* _Written instruction_:
List every line of the records below that contains the string "ridge", copying each line in full. Case counts.

* _Dataset records_:
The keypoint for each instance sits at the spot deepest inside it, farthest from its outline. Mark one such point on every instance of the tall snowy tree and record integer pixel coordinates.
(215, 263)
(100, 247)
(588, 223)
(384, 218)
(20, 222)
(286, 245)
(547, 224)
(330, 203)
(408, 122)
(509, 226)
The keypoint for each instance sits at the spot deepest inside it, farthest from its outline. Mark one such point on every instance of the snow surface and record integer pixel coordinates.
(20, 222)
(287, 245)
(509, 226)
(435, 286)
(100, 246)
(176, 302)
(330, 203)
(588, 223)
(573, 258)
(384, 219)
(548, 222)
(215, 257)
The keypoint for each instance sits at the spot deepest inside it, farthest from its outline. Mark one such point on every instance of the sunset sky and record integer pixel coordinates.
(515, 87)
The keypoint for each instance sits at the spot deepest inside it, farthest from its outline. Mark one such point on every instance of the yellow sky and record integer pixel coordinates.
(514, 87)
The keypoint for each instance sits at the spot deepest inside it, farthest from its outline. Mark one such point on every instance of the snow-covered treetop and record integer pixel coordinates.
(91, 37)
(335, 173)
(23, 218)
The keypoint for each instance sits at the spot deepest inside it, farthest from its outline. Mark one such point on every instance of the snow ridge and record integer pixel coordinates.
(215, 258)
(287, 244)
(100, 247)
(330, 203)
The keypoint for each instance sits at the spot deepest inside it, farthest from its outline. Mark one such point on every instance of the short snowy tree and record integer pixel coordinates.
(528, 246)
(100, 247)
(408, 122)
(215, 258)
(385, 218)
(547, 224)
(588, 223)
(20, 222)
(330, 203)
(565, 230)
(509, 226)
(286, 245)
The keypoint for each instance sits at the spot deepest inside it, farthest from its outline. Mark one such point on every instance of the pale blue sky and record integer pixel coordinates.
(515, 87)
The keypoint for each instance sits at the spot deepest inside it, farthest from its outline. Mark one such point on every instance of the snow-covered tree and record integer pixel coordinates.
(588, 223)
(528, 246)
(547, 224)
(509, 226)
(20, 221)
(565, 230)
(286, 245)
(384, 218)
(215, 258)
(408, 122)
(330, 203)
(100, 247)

* * *

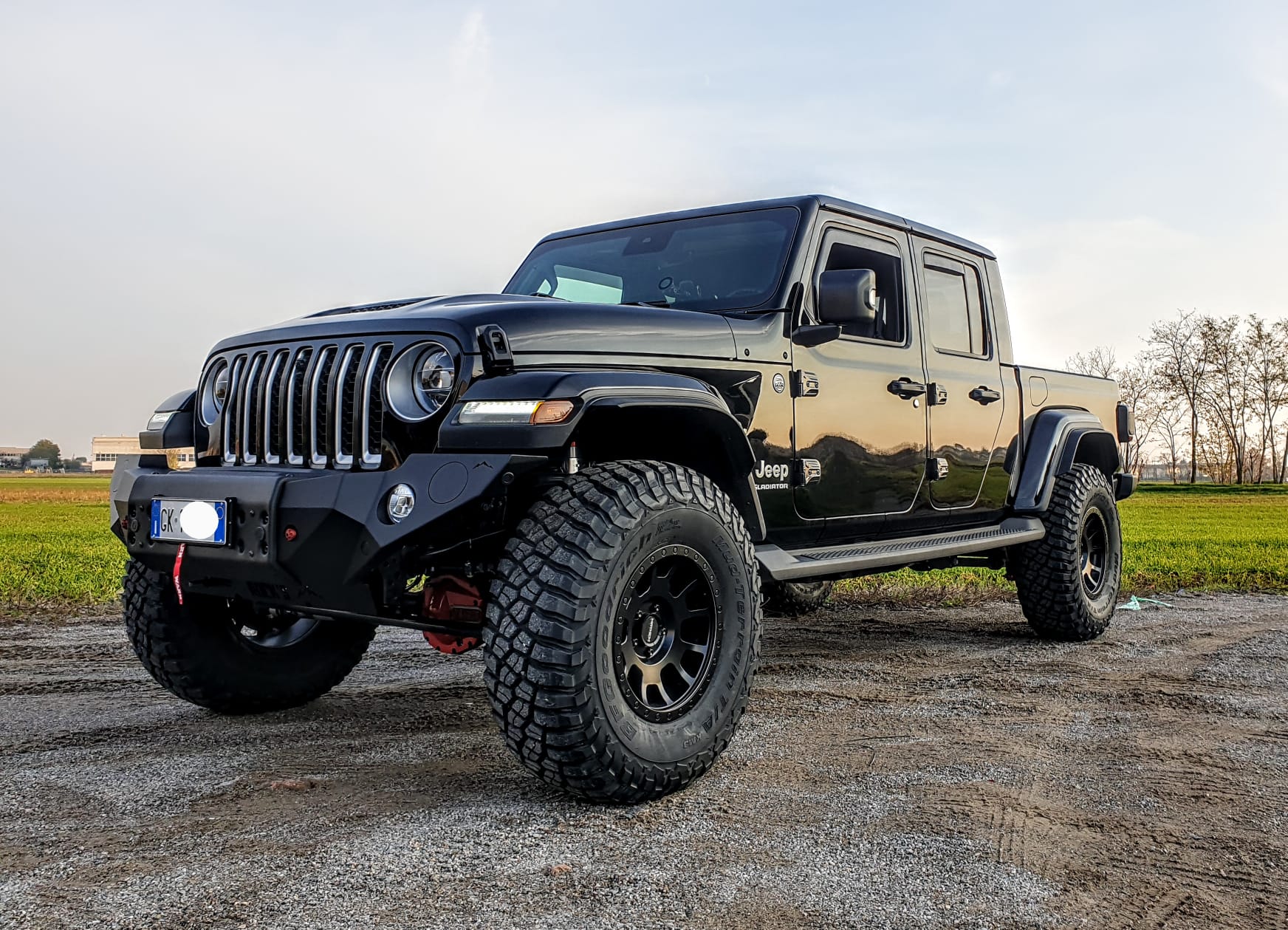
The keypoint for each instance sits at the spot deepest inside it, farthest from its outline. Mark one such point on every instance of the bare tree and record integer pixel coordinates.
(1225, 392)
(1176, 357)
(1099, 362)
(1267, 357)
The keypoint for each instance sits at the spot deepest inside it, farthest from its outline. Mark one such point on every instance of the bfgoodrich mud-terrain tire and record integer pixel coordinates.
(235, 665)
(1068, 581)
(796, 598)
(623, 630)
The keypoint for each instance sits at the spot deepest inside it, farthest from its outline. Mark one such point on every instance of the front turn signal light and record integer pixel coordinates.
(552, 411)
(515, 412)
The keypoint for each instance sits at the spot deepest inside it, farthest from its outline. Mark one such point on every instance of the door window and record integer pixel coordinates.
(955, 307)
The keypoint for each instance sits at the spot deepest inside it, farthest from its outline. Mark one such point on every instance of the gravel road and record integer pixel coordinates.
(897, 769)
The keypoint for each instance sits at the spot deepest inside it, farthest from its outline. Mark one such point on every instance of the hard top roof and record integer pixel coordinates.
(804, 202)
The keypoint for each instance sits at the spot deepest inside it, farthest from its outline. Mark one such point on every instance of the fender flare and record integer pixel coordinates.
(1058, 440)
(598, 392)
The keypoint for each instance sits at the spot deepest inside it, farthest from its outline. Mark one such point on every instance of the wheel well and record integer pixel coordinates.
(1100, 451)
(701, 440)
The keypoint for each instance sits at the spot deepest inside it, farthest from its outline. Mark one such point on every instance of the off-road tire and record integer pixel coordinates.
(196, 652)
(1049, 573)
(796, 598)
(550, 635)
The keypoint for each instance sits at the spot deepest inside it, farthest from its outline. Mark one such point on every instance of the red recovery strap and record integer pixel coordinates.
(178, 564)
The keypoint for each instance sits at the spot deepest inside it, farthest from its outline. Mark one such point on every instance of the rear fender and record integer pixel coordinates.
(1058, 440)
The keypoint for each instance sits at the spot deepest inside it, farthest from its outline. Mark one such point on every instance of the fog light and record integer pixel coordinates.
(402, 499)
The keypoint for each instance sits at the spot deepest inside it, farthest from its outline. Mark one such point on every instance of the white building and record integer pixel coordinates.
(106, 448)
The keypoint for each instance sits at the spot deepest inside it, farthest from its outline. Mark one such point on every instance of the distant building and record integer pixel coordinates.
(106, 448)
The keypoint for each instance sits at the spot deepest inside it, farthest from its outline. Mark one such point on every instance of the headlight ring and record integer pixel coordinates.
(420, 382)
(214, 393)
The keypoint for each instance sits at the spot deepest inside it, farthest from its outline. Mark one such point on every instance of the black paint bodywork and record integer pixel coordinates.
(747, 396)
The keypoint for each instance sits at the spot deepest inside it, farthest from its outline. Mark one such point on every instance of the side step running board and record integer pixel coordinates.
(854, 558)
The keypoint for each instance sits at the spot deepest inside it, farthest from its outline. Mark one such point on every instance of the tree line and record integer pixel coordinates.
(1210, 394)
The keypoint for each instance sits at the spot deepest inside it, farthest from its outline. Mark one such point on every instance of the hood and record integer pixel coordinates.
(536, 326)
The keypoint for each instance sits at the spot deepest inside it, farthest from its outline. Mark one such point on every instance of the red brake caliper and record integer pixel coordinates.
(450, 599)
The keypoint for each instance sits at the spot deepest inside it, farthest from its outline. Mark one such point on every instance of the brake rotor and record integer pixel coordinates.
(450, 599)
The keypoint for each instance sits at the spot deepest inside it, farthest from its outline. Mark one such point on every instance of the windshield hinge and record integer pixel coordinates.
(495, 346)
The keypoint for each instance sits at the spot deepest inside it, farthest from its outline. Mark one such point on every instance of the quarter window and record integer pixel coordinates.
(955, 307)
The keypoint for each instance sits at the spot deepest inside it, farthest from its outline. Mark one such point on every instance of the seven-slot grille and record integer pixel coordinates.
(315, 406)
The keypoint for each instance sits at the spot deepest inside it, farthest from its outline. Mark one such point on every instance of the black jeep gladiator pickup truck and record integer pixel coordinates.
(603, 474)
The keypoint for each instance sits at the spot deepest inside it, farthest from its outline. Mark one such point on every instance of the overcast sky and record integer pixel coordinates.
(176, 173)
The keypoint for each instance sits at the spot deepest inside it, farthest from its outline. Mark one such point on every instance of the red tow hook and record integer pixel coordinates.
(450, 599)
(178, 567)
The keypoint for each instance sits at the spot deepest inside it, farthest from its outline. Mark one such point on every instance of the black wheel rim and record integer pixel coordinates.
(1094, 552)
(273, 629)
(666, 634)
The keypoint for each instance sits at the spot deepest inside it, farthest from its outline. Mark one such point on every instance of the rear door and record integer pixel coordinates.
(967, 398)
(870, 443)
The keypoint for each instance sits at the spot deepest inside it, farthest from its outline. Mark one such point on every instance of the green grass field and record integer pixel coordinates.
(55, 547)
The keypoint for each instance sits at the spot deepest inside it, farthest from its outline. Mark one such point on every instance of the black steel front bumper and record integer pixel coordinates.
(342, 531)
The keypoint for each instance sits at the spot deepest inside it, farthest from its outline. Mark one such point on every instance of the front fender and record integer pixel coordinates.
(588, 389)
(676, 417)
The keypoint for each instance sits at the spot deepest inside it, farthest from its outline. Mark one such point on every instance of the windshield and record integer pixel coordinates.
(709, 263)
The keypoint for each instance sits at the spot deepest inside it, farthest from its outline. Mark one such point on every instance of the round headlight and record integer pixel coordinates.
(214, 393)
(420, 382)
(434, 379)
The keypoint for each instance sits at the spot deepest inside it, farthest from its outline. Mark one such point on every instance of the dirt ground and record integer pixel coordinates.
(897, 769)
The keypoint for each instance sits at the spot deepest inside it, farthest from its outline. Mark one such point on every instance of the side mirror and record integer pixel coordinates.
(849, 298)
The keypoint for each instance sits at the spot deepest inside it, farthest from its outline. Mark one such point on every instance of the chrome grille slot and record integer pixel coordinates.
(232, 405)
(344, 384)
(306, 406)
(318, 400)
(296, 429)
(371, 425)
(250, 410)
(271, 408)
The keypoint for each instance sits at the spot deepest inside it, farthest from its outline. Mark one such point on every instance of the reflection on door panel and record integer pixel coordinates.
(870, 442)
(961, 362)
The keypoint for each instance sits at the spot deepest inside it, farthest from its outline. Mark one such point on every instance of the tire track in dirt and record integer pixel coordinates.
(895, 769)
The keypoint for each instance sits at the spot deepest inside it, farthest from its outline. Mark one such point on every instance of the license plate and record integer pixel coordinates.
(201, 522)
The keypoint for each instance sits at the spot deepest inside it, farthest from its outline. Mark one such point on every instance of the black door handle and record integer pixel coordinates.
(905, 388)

* _Solved exercise_:
The keypoint for each instance sits at the spot deepest inside it, farthest from its outline. Mark one such point on every instance of the snow ridge and record integer pixel coordinates.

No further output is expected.